> YOUR GOAL
Copy the following listing verbatim, from its first line to its last, without altering any character.

> DATA TO PROCESS
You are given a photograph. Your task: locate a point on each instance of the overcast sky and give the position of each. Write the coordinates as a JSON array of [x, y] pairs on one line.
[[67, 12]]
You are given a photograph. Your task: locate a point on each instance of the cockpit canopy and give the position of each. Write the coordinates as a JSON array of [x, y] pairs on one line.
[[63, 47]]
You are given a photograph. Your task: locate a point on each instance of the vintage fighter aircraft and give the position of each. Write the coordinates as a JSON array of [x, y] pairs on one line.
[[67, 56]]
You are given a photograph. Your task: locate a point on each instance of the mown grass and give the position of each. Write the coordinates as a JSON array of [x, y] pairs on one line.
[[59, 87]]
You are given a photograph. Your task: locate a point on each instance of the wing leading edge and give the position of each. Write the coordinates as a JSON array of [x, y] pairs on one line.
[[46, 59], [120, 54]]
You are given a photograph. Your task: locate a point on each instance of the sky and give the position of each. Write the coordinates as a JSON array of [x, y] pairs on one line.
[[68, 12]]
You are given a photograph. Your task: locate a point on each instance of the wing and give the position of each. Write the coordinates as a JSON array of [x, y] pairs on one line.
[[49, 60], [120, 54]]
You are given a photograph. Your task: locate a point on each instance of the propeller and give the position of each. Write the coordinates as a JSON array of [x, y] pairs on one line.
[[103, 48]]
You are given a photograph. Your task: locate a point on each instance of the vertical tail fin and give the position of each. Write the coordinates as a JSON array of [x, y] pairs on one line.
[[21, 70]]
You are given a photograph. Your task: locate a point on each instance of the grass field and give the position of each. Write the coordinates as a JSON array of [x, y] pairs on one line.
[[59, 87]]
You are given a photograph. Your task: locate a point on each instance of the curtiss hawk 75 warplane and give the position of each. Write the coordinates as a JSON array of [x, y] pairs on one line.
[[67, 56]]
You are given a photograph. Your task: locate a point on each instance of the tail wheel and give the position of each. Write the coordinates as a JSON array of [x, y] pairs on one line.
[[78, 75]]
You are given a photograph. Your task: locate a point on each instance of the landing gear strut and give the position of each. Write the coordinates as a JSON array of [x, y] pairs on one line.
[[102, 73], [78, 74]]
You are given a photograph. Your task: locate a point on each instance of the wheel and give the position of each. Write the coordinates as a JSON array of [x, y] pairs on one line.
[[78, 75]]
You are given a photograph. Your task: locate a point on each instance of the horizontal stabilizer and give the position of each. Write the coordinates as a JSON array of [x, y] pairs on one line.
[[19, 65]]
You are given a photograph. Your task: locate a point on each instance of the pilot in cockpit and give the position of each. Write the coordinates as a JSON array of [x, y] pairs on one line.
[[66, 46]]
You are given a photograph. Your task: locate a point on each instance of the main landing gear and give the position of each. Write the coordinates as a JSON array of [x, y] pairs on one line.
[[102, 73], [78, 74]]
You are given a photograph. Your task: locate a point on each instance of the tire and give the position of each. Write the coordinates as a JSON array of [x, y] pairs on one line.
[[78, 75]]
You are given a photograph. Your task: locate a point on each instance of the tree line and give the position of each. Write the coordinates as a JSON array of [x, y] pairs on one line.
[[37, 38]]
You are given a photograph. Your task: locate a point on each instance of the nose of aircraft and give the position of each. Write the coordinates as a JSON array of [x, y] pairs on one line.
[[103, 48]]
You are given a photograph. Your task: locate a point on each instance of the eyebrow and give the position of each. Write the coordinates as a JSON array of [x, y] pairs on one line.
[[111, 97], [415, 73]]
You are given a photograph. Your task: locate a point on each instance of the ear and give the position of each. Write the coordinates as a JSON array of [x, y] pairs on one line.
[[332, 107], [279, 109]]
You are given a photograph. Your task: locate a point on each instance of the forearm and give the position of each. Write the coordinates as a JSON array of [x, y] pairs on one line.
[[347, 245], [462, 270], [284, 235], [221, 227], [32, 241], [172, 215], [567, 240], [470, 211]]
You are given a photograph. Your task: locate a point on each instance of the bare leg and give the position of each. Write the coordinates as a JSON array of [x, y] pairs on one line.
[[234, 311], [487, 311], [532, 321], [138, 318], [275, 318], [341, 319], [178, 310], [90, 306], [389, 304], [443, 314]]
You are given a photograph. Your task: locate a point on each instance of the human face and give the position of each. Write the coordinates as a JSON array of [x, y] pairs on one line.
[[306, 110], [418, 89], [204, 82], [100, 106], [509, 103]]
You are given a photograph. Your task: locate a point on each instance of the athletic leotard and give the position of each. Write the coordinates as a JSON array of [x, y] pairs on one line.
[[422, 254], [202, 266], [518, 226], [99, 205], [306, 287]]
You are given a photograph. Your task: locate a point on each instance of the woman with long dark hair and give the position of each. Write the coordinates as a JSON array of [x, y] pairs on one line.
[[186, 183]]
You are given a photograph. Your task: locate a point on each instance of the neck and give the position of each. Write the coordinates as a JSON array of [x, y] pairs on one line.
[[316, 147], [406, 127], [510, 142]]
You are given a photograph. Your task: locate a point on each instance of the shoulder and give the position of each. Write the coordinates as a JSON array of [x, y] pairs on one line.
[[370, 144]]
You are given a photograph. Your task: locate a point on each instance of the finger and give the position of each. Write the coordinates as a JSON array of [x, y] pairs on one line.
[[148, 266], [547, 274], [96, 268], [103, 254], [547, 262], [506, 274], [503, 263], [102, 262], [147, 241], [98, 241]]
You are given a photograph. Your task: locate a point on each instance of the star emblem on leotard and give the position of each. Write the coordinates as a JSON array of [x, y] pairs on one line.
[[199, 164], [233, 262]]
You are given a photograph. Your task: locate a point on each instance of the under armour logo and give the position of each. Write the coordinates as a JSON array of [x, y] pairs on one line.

> COMPLETED TASK
You are given a photograph. Your task: locate a point on each instance of the overcast sky and give the position of each. Write the coordinates as a JSON array of [x, y] pairs on one line.
[[67, 12]]
You are given a photograph. Your task: locate a point on each instance of the cockpit canopy and give the position of each. Write the coordinates as a JSON array of [x, y] pairs on one line.
[[63, 47]]
You are given a photograph. Your task: locate a point on each instance of the vintage fighter aircraft and give the position of each. Write the coordinates as a JSON array of [x, y] pairs on one line.
[[67, 56]]
You are given a photograph. Your task: locate a point on each instance of the mown grass and give the position of each. Write the coordinates as a JSON array of [x, y] pairs on one line.
[[59, 87]]
You are given a photograph. Your task: locate a point on each instance of the wing leading edge and give the position of each. Write the coordinates as a JSON array of [x, y] pairs on one line.
[[46, 59], [120, 54]]
You are given a photograph. Your task: locate a point on each instance of the sky and give the position of each. Write the coordinates as a JSON array of [x, y] pairs on one line.
[[68, 12]]
You are given a photograph. Your task: locate a point on each instance of the wing and give the position of each. Write the coordinates as a JSON array of [x, y] pairs on one line.
[[49, 60], [120, 54]]
You are given a photograph. Your task: locate a point on each instance of the propeller and give the position of each. Write the coordinates as a JSON array of [x, y] pairs on one line.
[[103, 48]]
You are given a photograph. Your task: locate a point on each instance of the vertical tail fin and give the position of each. Write the coordinates as a JSON array of [x, y] pairs on one line.
[[21, 70]]
You are given a photograph. Your task: locate a point on each instance of the grass field and give the position of each. Write the coordinates as a JSON array of [x, y] pairs on one line.
[[59, 87]]
You are given a photograph. Your task: locate a point on each instance of the curtiss hawk 75 warplane and give the position of each. Write the coordinates as a JSON array of [x, y] pairs on one line.
[[67, 56]]
You are given a photograph. Your task: locate a point on each instance of the tail wheel and give the position of each. Write the coordinates as a JSON array of [x, y] pairs on one line.
[[78, 75]]
You are given a photograph. Your task: locate a point on each instance of the landing gear strut and give the position of each. Write the coordinates as a JSON array of [x, y] pairs on one line.
[[102, 73], [78, 74]]
You are given a photograph. Your task: locate a point on each instance of the wheel and give the position of each. Write the coordinates as a JSON array of [x, y] pairs on one line.
[[78, 75]]
You are given a photograph. Your task: locate a point on each instance of the horizontal stabilizer and give the position of each. Write the coordinates as a JSON array of [x, y] pairs on one line.
[[19, 65]]
You are given a photograph. Your task: locate a point on each instance of the pilot in cockpit and give the position of each. Write the coordinates as a JSON array of [x, y] pairs on one line.
[[66, 46]]
You are given a photograph. Your task: locate a point on each instance of the main landing gear and give the position of each. Write the coordinates as a JSON array of [x, y] pairs on one line.
[[102, 73], [78, 74]]
You are given a photograph. Your task: locate a point on each instance of the tire and give the position of each. Write the coordinates as a JSON array of [x, y] pairs on one line.
[[78, 75]]
You are given a photograph. Your task: locate a point on each instance of the tree line and give the position of each. Write the coordinates as a JSON array of [x, y] pairs on one line.
[[37, 38]]
You are given a photograph. Your task: locate a point on each instance of the nose of aircraft and give the position of each. Write the coordinates as a JSON array of [x, y] pairs on one line.
[[103, 48]]
You are given a photograph. Your task: locate a point on each instance of the eyebrow and give the position of each. Write the coordinates as a JSON array of [x, y] pairs on one line.
[[111, 97], [415, 73]]
You are given a photograph. Your task: locate a point on each instance of the ear and give the position of each. Write the coordinates as a JSON array of [x, y] pairs on one line.
[[332, 107], [279, 109]]
You are given a photograph. Your task: locate a point on each instance of the forearm and give the position of each. Write the coordinates as a JSON array of [x, y] pairs on one line.
[[347, 245], [462, 270], [284, 235], [221, 227], [32, 241], [172, 215], [567, 240], [470, 211]]
You are given a photograph. Your task: locate a point on each instance of the bare leg and give the position of each. Write the coordinates as a JSON array of [x, y] pairs on one line.
[[234, 311], [487, 311], [532, 321], [138, 318], [275, 318], [341, 319], [178, 310], [90, 306], [389, 304], [443, 314]]
You are given a photograph. Your task: locate a point on each instance of the human face and give the position of each. Write the coordinates as a JSON array of [x, y] pairs on one line.
[[306, 110], [418, 89], [204, 82], [100, 106], [509, 103]]
You are given a photograph. Your task: locate a point on each instance of the athletic leotard and give the position of each. Write the coordinates as a JSON array of [x, y] pairs on one line.
[[422, 254], [202, 266], [518, 226], [99, 205], [306, 287]]
You are given a photograph. Your task: locate a point on each instance of the woman with long dark hair and give the position of each. Write the coordinates as a JSON array of [x, y] pairs on one line.
[[186, 183]]
You are given a photograph. Your task: locate a point on each instance of the neck and give the position of each. Write the coordinates as a JSON array of [x, y] pairs on one line.
[[316, 147], [406, 127], [510, 142]]
You are given a photograph. Your task: locate a point on each instance of the shoulder and give the position of each. Write the coordinates as a JSON array of [x, y] pairs on one line.
[[370, 144]]
You are given a photograph. Your task: locate a point on each instance of the finger and give the position of each. Write the coordinates as a JSON array of [x, y] pairs on one line.
[[148, 266], [547, 274], [96, 268], [103, 254], [547, 262], [506, 274], [503, 263], [102, 262], [147, 241], [98, 241]]
You are given a photograph. Your task: locate a point on each instance of the star emblem on leotard and give the position of each. Write the coordinates as a JSON array of [x, y] pairs on one line.
[[199, 164], [233, 262]]
You are given a photograph. Your task: locate a point on each instance of the under armour logo and give the position of each. Write the coordinates as a JSON array of [x, y] pairs on one line.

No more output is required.